» Source information:
··········

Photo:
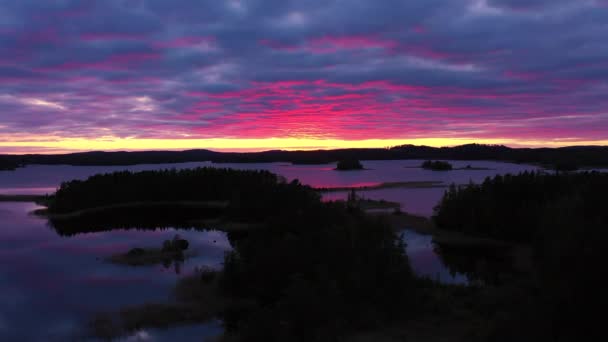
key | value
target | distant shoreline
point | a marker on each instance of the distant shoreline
(580, 156)
(386, 185)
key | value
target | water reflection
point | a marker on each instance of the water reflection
(425, 260)
(56, 283)
(41, 179)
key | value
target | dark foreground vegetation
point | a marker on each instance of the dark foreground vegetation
(349, 164)
(561, 158)
(436, 165)
(315, 271)
(563, 218)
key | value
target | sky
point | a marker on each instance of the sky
(295, 74)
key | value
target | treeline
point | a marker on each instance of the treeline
(318, 274)
(514, 208)
(566, 158)
(563, 218)
(313, 270)
(251, 194)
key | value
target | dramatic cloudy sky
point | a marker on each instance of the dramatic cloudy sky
(255, 74)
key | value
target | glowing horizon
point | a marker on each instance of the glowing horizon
(255, 145)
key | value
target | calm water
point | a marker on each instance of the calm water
(41, 179)
(424, 260)
(56, 284)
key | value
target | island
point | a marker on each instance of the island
(436, 165)
(312, 268)
(171, 250)
(348, 165)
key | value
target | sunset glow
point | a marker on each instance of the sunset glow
(256, 75)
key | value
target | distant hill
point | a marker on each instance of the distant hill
(573, 157)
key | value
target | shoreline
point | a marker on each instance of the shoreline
(130, 205)
(385, 185)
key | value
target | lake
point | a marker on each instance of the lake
(41, 179)
(51, 285)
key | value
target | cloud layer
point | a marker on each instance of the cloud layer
(533, 70)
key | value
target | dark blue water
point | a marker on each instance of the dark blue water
(56, 284)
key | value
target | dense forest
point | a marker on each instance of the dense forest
(250, 194)
(314, 271)
(562, 158)
(563, 218)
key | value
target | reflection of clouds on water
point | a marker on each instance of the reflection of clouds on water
(58, 283)
(424, 260)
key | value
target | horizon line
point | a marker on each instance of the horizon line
(112, 144)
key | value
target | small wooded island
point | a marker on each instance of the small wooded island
(349, 164)
(437, 165)
(314, 270)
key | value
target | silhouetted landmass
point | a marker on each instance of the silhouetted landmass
(349, 164)
(563, 219)
(436, 165)
(313, 269)
(582, 156)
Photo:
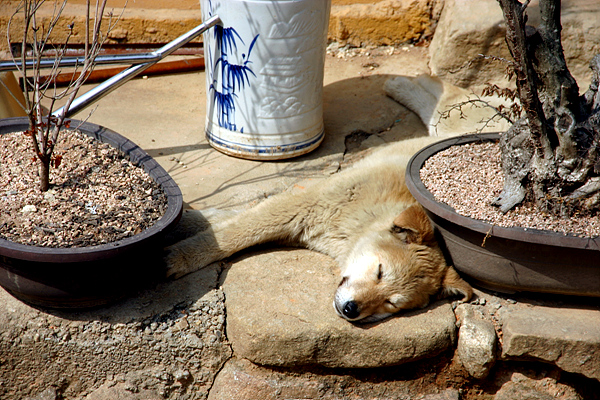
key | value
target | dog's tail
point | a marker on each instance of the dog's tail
(420, 95)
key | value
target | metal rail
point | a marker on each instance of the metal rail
(140, 62)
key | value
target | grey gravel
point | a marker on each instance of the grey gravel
(96, 195)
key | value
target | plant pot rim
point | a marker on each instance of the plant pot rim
(104, 251)
(442, 210)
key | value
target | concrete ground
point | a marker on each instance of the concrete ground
(255, 326)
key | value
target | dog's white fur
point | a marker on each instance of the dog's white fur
(429, 97)
(363, 217)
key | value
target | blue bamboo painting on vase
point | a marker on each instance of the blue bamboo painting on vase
(234, 77)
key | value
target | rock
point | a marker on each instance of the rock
(521, 387)
(279, 313)
(46, 394)
(448, 394)
(241, 379)
(567, 337)
(156, 344)
(458, 41)
(476, 342)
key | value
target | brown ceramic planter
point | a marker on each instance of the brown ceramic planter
(90, 276)
(512, 259)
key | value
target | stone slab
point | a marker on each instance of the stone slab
(166, 340)
(280, 313)
(240, 379)
(566, 337)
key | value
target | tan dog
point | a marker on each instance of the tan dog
(364, 217)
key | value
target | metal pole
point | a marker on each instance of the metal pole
(104, 59)
(116, 81)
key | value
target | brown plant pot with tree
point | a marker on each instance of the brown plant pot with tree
(549, 157)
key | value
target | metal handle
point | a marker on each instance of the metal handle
(116, 81)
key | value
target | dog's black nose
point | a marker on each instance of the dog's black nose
(351, 310)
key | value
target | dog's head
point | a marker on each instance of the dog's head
(395, 269)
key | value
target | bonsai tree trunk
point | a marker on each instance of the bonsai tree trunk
(550, 156)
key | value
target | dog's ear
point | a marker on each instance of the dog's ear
(453, 284)
(413, 226)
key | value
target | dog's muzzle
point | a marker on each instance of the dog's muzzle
(350, 310)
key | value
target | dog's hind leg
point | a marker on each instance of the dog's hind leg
(277, 218)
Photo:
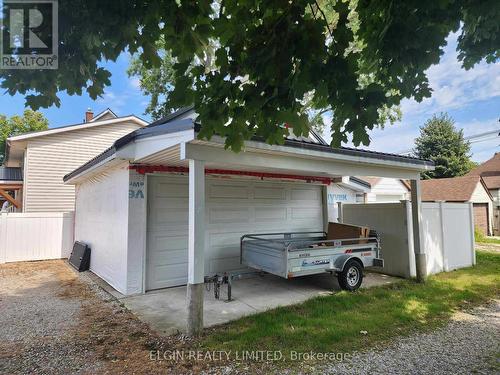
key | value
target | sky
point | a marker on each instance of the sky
(472, 98)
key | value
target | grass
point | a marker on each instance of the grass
(333, 323)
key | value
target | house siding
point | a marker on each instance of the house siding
(49, 158)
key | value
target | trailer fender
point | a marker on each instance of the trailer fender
(340, 262)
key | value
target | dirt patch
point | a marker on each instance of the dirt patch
(54, 322)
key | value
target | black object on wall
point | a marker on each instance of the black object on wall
(80, 256)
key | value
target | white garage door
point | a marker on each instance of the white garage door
(233, 208)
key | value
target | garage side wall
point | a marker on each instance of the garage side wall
(101, 221)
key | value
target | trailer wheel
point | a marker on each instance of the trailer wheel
(352, 275)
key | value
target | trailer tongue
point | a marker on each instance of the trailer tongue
(295, 254)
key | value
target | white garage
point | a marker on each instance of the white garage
(162, 208)
(233, 208)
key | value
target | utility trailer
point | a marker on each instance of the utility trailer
(307, 253)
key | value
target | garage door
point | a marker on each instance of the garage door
(481, 217)
(233, 208)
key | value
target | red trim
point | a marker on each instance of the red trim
(143, 169)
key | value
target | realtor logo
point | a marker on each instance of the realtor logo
(28, 38)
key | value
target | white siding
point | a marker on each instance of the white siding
(50, 157)
(447, 234)
(101, 221)
(387, 190)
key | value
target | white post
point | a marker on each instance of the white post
(196, 247)
(416, 208)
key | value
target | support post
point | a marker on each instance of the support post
(416, 209)
(196, 247)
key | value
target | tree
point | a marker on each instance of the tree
(356, 57)
(442, 143)
(15, 125)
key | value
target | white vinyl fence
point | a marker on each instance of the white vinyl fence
(35, 236)
(447, 234)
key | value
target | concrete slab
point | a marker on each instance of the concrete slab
(165, 310)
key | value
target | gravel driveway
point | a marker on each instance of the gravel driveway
(470, 344)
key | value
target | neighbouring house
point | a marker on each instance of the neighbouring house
(162, 208)
(10, 187)
(42, 159)
(471, 189)
(490, 173)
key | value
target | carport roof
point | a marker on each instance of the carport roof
(173, 125)
(10, 174)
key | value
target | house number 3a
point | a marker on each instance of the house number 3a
(135, 194)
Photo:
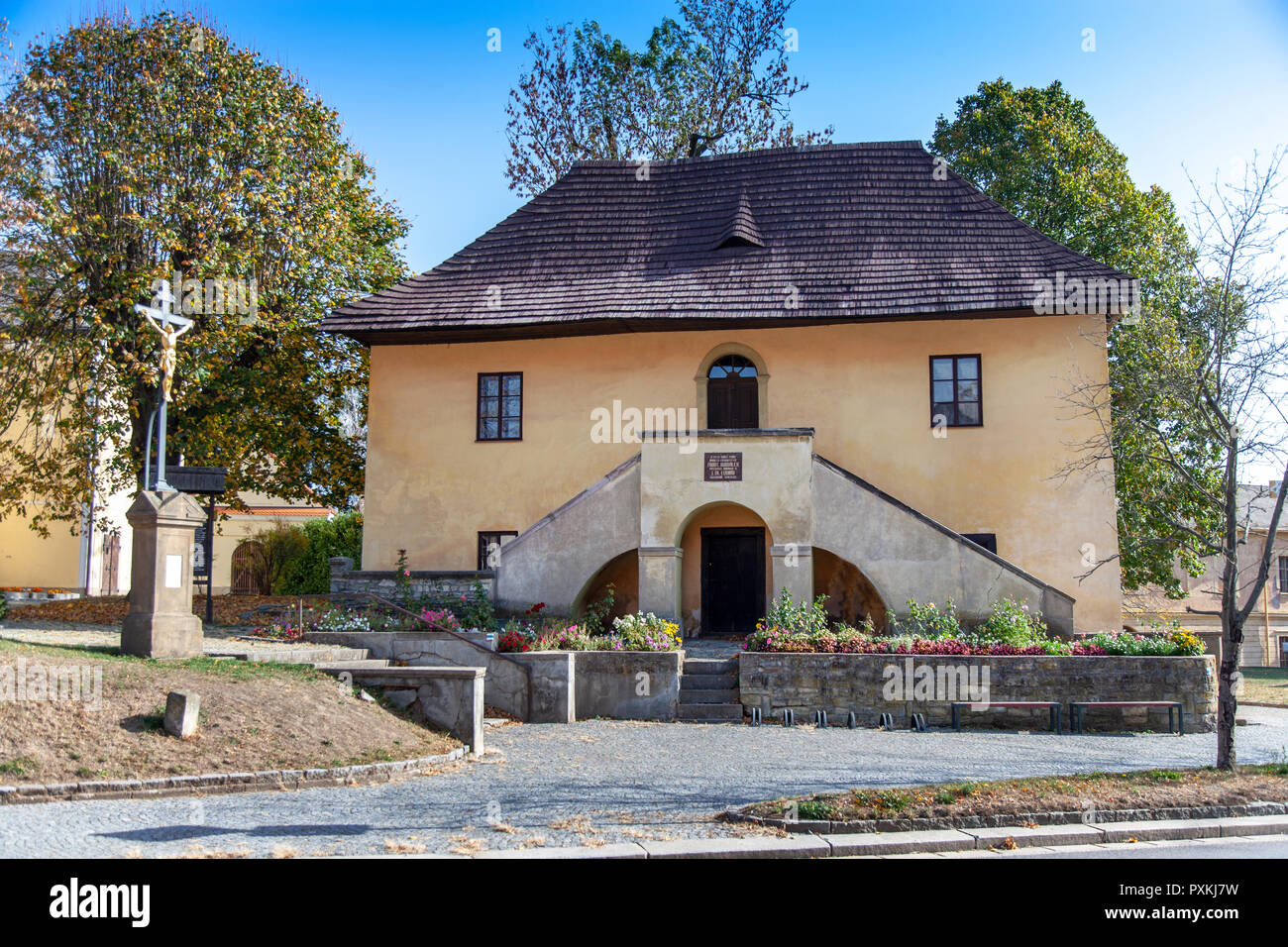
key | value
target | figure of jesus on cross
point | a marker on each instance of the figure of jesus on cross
(165, 321)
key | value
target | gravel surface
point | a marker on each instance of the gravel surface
(590, 783)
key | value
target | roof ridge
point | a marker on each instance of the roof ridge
(742, 227)
(748, 153)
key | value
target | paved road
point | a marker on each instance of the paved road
(593, 781)
(1258, 847)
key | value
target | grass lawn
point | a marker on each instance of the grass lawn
(253, 716)
(1266, 685)
(1153, 789)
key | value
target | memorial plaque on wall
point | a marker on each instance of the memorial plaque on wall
(721, 467)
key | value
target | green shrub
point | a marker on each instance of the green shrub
(275, 552)
(308, 573)
(798, 617)
(1013, 622)
(928, 621)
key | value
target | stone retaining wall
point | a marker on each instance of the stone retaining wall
(420, 582)
(861, 684)
(627, 684)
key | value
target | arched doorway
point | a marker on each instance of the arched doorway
(248, 567)
(724, 570)
(850, 595)
(622, 574)
(733, 395)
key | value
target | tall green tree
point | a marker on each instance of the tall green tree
(134, 150)
(716, 81)
(1039, 155)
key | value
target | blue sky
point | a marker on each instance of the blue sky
(1173, 84)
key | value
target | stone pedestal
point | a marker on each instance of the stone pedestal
(160, 622)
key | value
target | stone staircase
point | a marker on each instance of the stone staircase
(708, 690)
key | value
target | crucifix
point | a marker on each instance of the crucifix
(170, 325)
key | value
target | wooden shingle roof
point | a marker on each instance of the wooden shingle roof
(845, 232)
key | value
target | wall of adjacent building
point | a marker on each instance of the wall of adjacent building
(864, 389)
(1267, 624)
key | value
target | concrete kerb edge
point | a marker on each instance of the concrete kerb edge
(1010, 819)
(218, 784)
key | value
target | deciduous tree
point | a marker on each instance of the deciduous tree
(717, 81)
(130, 151)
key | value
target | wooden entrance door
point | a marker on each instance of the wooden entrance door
(733, 579)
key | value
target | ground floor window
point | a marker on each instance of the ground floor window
(489, 548)
(954, 392)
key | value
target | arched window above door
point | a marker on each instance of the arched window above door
(733, 388)
(733, 395)
(732, 367)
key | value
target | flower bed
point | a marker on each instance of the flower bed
(1010, 630)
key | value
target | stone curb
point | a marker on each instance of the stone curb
(1003, 821)
(913, 843)
(217, 784)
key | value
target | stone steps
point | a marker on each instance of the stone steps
(707, 682)
(708, 690)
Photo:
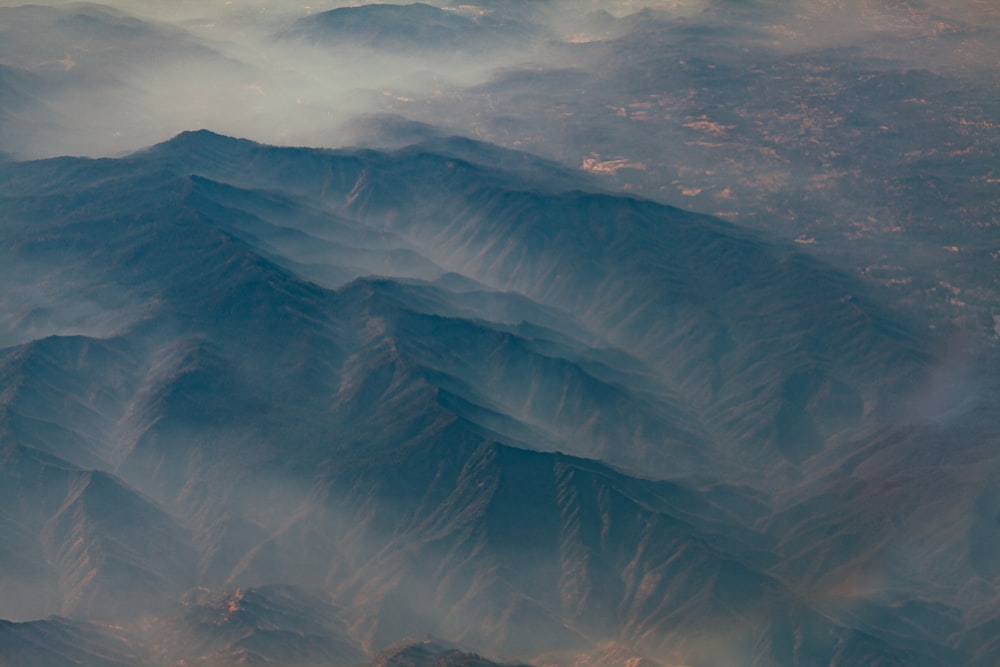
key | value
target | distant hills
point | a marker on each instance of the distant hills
(417, 26)
(553, 418)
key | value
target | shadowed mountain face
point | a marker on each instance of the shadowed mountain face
(283, 405)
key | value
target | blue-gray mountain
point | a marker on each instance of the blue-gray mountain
(269, 404)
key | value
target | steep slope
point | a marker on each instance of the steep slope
(373, 442)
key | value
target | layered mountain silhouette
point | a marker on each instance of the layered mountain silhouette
(269, 405)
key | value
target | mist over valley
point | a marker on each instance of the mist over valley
(511, 333)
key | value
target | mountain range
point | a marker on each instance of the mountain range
(266, 405)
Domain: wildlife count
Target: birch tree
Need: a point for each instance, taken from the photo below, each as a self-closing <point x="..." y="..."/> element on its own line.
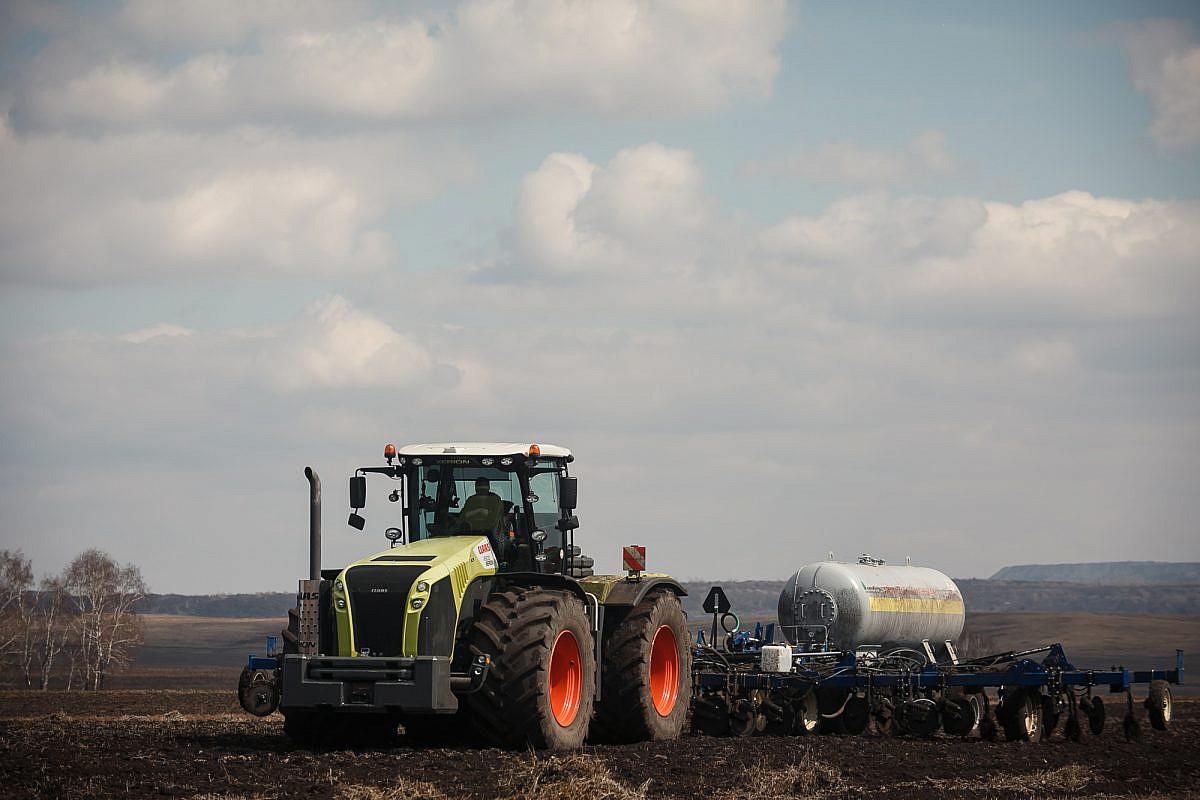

··········

» Work instructions: Write out exactly the lines of the material above, starting with the first and finishing with the line that contains "target | dark foreground vegetation", without pictures.

» Result of this exercise:
Photo:
key | value
target | distant shoreline
point | a marker on each instance of the distant shoreline
(580, 156)
(386, 185)
key | value
target | water reflection
point | a marker on each instance of the water reflection
(425, 260)
(56, 283)
(41, 179)
key | value
target | dark foreground vegetation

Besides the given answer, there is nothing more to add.